▶ [Texto fornecido]:
▶
Mas também enalteceu a necessidade da sociedade civil, dos cidadãos, em procurar minimizar os danos causados e "não ficarmos à espera que os governos ou a economia ganhem juízo".

Trocar o carro pelo transporte público

O principal responsável pelo aumento das emissões poluentes é, sem dúvida, o setor dos transportes. O relatório do IPCC indica que, desde 1970, as emissões provenientes de transportes mais do que duplicaram e 80% desse aumento deve-se aos veículos nas estradas.

Reverter a tendência passa, obrigatoriamente, pelos transportes públicos, mas Viriato Soromenho-Marques não descarta o uso de carros elétricos.

Contudo, para este professor universitário, este segmento de veículos acaba por representar um peso, na medida que potencia mais poluição, por via das explorações mineiras para materiais, por exemplo.
◀
▶ [Tarefas e exercícios]:
[a] Por favor, reescreve o trecho do texto sobre as emissões dos transportes entre "Trocar o carro" e "materiais, por exemplo.", inclusive, trocando "carros elétricos" por "veículos elétricos".
[b] No texto sobre as emissões dos transportes, que parte do aumento das emissões provenientes de transportes desde 1970 se deve aos veículos nas estradas?
As linhas abaixo constituem material independente do texto.

▶ [Material fornecido]:
▶
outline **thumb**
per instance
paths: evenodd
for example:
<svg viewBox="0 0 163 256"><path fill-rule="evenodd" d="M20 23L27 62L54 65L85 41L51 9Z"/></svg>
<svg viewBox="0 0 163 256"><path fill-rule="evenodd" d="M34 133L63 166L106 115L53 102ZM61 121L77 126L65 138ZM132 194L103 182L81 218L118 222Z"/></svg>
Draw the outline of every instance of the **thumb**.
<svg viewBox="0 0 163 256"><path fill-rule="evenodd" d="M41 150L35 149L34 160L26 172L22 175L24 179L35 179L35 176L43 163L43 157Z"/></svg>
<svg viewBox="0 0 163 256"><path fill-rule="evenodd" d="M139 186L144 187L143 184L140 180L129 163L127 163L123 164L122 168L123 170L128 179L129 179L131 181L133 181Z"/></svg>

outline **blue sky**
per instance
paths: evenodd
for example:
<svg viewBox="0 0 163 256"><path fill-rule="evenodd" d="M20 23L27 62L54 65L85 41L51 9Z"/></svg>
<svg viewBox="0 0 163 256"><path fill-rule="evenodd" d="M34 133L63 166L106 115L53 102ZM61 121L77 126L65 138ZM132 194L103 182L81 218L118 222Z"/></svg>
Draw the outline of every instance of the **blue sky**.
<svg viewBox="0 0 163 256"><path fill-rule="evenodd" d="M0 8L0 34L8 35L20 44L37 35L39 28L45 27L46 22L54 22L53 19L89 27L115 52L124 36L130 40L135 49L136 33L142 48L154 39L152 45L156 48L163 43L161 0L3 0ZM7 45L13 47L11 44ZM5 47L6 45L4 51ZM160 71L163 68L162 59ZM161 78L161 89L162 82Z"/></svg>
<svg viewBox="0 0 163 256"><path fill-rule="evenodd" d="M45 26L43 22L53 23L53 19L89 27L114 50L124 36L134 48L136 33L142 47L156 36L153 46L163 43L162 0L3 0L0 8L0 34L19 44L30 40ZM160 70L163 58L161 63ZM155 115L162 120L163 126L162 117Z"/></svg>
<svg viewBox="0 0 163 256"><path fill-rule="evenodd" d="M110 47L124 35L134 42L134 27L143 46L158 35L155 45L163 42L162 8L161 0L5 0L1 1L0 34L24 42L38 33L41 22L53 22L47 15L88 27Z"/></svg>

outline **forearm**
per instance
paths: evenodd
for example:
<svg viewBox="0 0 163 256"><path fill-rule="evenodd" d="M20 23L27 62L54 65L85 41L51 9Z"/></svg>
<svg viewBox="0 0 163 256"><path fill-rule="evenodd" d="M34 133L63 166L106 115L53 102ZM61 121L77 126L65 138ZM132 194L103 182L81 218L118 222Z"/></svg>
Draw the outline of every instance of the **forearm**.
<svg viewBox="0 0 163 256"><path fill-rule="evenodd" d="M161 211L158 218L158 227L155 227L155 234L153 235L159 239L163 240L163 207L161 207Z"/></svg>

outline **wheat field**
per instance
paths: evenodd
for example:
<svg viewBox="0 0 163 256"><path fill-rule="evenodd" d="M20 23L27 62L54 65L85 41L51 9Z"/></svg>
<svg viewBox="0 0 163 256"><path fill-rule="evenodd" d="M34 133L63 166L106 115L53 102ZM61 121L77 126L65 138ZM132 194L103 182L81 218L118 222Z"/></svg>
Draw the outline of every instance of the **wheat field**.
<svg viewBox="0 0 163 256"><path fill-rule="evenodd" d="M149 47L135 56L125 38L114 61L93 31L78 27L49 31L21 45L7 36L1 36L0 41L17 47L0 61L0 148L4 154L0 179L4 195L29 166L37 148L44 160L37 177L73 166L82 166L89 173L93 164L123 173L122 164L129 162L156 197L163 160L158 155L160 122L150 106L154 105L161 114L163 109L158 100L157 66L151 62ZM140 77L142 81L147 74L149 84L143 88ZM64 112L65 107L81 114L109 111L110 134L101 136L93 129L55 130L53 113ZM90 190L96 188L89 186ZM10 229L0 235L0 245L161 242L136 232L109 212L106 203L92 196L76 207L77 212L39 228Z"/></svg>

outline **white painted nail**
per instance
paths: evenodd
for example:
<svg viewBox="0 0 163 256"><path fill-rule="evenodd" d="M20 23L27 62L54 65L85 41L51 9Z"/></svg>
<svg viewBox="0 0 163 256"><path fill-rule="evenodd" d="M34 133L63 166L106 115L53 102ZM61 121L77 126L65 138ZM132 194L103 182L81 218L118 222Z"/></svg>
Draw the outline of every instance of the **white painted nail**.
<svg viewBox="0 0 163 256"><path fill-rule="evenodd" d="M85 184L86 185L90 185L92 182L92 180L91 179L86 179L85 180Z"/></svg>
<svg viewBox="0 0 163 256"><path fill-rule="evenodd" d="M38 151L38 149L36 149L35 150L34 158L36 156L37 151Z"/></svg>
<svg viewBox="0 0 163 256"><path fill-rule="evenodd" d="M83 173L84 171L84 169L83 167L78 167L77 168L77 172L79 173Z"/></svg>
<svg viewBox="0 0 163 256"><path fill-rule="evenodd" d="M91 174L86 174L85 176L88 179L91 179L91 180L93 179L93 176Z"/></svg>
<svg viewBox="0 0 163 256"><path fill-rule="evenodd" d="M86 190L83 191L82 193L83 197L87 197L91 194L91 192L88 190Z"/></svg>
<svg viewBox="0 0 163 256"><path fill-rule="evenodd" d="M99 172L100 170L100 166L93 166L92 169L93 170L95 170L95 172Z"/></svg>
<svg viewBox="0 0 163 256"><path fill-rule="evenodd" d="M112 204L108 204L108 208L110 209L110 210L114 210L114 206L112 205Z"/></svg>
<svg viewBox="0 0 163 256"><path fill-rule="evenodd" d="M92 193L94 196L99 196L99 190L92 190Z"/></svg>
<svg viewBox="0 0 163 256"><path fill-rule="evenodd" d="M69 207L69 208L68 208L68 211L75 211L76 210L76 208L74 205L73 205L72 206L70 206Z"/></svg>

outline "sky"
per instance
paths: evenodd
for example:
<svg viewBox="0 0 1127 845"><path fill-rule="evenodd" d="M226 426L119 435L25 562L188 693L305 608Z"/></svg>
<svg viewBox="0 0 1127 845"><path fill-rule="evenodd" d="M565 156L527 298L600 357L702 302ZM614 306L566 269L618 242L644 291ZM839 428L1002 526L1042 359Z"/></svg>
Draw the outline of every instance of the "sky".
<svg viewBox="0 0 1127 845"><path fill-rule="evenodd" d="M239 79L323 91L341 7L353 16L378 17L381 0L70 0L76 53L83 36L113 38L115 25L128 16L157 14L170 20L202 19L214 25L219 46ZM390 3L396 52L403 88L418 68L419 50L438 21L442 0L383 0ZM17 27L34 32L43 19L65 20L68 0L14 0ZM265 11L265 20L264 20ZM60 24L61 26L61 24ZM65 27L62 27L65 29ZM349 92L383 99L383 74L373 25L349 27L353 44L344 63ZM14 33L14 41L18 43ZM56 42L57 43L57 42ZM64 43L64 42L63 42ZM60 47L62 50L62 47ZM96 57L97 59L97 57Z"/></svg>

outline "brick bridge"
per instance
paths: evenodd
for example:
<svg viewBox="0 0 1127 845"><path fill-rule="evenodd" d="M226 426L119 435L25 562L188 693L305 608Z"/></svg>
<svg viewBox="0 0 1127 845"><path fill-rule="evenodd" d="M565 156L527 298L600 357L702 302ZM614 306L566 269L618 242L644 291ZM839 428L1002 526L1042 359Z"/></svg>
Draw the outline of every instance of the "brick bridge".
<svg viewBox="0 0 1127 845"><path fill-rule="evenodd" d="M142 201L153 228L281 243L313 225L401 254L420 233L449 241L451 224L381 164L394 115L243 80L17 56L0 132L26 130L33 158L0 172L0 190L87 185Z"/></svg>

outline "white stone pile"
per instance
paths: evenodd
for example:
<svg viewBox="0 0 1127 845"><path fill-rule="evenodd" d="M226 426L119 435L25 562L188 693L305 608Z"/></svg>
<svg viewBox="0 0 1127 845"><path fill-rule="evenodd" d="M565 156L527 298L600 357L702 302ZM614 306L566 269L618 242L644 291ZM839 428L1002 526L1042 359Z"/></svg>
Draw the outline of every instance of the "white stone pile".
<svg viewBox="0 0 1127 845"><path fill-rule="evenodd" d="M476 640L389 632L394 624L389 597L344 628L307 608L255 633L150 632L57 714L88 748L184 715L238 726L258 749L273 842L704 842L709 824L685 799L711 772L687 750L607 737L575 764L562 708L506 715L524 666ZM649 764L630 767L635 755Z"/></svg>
◀
▶ [Respostas do exercício]:
[a]
Trocar o carro pelo transporte público

O principal responsável pelo aumento das emissões poluentes é, sem dúvida, o setor dos transportes. O relatório do IPCC indica que, desde 1970, as emissões provenientes de transportes mais do que duplicaram e 80% desse aumento deve-se aos veículos nas estradas.

Reverter a tendência passa, obrigatoriamente, pelos transportes públicos, mas Viriato Soromenho-Marques não descarta o uso de veículos elétricos.

Contudo, para este professor universitário, este segmento de veículos acaba por representar um peso, na medida que potencia mais poluição, por via das explorações mineiras para materiais, por exemplo.

[b] 80% desse aumento.